» Task
Somewhere below is a line with "Query: cockpit windshield" and, later, a line with "Format — one point per instance, like (18,221)"; repeat those two lines and all the lines between them, exactly as they are.

» Data in this exercise
"""
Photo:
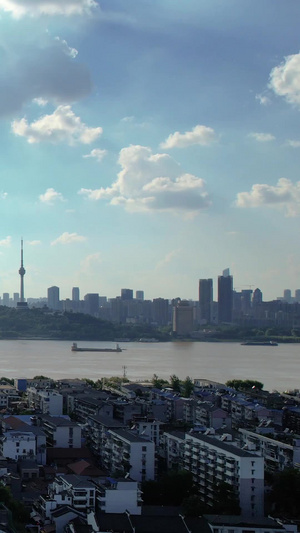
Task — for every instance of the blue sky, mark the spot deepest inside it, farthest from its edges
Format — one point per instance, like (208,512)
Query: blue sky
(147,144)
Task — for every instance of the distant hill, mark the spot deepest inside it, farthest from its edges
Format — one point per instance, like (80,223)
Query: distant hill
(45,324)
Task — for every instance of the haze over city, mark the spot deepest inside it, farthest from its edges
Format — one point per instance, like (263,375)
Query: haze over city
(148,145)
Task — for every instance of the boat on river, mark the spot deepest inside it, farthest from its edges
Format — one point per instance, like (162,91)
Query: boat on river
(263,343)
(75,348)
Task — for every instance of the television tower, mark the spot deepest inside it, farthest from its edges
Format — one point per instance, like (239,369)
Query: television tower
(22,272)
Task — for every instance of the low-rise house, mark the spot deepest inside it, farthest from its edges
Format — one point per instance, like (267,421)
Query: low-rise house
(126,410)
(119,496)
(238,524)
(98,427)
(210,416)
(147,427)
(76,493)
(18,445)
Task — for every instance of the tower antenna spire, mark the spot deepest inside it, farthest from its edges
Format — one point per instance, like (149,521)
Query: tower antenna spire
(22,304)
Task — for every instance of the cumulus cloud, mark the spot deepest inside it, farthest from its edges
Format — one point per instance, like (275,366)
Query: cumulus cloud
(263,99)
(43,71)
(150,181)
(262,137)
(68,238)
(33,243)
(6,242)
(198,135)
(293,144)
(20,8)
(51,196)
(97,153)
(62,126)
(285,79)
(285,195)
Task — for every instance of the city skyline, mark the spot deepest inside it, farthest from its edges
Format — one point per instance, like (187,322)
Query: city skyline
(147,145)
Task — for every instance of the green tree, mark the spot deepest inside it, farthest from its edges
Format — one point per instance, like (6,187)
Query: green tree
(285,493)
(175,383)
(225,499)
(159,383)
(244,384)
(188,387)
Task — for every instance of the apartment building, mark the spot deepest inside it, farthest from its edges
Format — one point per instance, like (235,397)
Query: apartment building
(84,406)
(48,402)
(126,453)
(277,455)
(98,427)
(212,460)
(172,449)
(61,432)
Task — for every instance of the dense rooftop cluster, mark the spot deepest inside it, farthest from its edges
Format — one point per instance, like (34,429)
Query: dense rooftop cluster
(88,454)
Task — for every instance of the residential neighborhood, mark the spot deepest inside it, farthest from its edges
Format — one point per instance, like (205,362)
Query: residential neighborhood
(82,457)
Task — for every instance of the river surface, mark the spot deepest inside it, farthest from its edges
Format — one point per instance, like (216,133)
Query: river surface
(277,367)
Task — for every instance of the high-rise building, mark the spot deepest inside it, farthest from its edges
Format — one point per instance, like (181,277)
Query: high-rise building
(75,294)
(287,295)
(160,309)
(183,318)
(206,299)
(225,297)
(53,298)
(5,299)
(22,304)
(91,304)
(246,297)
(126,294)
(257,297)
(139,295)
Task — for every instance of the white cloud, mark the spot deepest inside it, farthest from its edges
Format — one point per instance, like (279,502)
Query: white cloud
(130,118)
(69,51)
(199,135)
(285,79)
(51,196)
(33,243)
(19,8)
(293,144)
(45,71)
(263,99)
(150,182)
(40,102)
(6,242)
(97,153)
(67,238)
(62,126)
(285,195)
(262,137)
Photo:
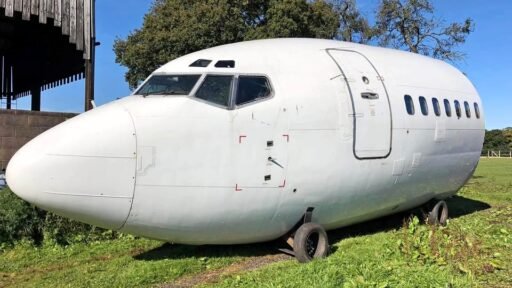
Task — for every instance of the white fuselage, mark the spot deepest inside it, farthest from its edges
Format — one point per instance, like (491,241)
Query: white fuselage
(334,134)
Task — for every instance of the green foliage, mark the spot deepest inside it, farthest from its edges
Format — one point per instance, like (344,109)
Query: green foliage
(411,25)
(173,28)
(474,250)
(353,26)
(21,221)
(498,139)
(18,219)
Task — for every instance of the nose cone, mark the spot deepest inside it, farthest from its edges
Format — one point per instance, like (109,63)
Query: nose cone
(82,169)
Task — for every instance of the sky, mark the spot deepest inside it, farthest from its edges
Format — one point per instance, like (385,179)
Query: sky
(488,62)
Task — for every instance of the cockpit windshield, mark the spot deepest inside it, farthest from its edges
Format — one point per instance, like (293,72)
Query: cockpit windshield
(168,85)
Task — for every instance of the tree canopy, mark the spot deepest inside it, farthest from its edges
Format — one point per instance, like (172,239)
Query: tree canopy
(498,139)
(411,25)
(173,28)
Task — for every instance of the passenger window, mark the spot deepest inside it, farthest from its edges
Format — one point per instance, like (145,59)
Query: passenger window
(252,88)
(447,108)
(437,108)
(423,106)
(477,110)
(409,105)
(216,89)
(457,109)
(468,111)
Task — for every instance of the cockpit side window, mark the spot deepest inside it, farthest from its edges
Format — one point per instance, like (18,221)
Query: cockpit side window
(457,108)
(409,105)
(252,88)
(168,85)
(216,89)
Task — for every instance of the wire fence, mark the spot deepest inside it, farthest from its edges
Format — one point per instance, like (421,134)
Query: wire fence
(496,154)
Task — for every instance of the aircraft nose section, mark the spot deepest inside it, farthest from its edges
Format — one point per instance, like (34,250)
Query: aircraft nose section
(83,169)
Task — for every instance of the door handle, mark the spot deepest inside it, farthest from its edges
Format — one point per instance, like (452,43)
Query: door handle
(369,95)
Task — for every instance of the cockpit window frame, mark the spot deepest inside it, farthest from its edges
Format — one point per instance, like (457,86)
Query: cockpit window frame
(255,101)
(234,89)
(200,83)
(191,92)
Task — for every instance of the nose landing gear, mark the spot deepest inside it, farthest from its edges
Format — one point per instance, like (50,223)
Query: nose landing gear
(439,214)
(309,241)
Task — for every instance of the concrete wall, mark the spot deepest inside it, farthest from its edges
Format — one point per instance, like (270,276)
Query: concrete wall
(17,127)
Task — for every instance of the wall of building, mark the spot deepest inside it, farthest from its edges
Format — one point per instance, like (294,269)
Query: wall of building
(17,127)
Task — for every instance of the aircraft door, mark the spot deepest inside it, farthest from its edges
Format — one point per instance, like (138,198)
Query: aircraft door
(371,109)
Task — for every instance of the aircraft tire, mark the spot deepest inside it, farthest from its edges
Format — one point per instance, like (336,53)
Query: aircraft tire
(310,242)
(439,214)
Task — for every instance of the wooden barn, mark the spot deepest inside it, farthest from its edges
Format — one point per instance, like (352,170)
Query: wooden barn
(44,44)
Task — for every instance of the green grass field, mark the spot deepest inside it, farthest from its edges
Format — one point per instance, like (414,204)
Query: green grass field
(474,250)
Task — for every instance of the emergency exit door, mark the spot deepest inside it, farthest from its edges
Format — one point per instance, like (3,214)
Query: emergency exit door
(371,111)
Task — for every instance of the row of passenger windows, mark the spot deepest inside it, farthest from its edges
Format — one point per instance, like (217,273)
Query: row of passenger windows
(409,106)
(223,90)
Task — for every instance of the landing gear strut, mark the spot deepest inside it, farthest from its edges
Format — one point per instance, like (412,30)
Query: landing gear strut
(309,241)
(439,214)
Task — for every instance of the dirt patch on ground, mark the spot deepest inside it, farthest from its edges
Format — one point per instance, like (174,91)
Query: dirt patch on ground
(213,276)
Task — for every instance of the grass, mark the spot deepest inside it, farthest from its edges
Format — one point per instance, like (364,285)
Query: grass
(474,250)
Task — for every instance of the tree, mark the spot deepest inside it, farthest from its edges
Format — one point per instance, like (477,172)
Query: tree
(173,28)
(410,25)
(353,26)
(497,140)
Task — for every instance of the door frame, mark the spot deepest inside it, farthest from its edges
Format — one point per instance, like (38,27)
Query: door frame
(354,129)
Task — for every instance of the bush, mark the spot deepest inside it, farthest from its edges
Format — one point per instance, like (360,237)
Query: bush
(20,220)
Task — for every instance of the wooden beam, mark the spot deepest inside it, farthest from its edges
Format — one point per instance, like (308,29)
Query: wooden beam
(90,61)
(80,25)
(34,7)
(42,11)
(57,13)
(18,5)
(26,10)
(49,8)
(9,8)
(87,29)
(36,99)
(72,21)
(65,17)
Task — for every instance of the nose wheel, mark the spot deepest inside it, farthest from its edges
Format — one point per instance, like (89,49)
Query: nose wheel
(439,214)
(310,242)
"""
» Response to the exercise
Query: cockpit windshield
(168,85)
Task — for every instance of the tree canopy, mark the spot deepest inside it, farthest from its edges
Format — one point per instance, like (172,239)
Query: tree canopy
(498,139)
(411,25)
(173,28)
Task — for every instance of the passenger window, mark the spot deepest inside it, farthest from its edges
Format — one point per instance, like (145,59)
Query: passenger window
(252,88)
(447,108)
(437,108)
(423,106)
(477,110)
(409,105)
(216,89)
(457,109)
(468,111)
Task — for every instance of the cockpit side window, mark the spot deepest inside it, farthest from its edges
Format — one point per instance, like (18,221)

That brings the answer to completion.